→ Extracted data

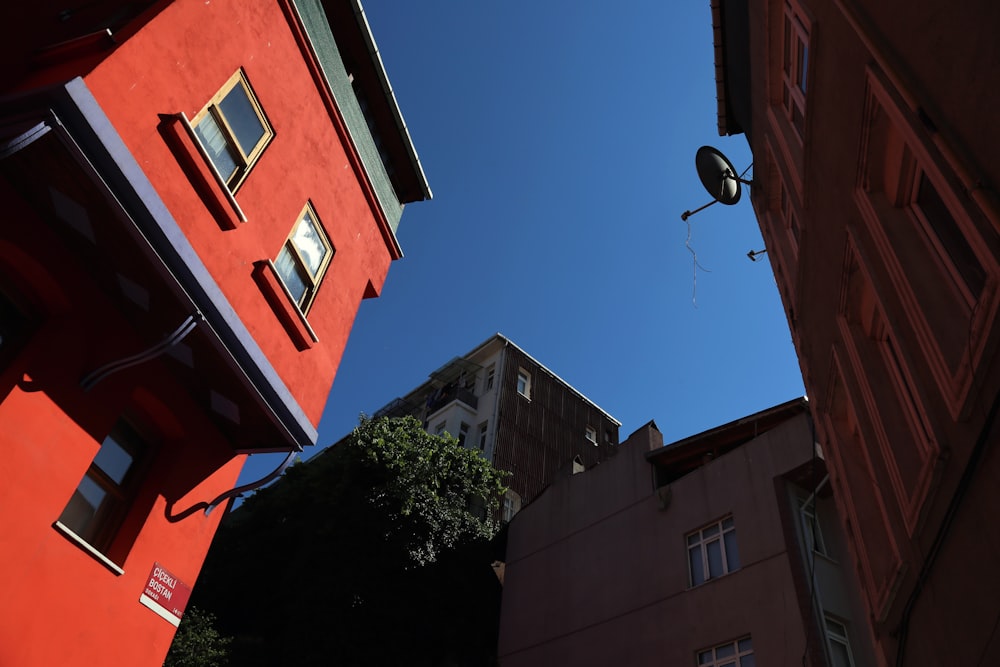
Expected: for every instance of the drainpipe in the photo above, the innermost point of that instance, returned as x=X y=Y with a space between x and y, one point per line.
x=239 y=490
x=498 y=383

...

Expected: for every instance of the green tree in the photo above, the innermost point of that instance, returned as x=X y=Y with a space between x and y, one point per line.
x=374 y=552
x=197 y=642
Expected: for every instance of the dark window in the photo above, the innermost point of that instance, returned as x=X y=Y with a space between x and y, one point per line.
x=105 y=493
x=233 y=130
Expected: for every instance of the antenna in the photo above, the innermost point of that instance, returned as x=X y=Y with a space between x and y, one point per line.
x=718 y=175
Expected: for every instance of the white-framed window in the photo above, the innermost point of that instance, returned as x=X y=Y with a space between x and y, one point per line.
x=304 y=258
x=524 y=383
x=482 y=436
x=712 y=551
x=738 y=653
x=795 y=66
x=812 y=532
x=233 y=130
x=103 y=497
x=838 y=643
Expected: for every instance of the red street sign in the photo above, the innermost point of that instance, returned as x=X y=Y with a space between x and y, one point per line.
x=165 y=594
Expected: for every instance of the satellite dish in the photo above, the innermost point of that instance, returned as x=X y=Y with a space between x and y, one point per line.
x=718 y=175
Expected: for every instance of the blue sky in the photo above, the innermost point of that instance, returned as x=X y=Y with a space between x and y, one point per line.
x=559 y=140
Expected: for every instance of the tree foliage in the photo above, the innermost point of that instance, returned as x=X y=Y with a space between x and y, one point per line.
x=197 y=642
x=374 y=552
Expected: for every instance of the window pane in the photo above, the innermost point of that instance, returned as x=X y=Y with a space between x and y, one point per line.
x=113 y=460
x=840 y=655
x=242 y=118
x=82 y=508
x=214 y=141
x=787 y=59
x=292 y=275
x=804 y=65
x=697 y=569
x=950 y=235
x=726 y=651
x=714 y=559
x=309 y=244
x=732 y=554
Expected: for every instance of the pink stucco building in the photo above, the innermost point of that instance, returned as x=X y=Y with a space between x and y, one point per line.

→ What you need to do
Taking the lines above, repeat exactly those from the line that contains "Expected: for every instance of the tree" through the line that contains "Expected: for every instance of the pink", and both of those lines as well. Include nothing else.

→ Problem solution
Expected: for every instance of the tree foliage in the photo above, the innermost point of that instance, returned as x=X y=Y with a space between x and y, one point per line.
x=197 y=642
x=374 y=552
Expected: for every instance of the window pane in the photo above, the innermost point of that instance, returned as x=X y=Y with a space between x and y, one point per line.
x=113 y=460
x=840 y=655
x=242 y=118
x=82 y=508
x=214 y=141
x=787 y=59
x=292 y=275
x=804 y=65
x=697 y=569
x=950 y=235
x=726 y=651
x=714 y=559
x=309 y=244
x=732 y=554
Expected: for every instance of the pink stucco building in the photo above, the innermost point of that instance, returned as x=X y=Y with a space between x and y, one point per line.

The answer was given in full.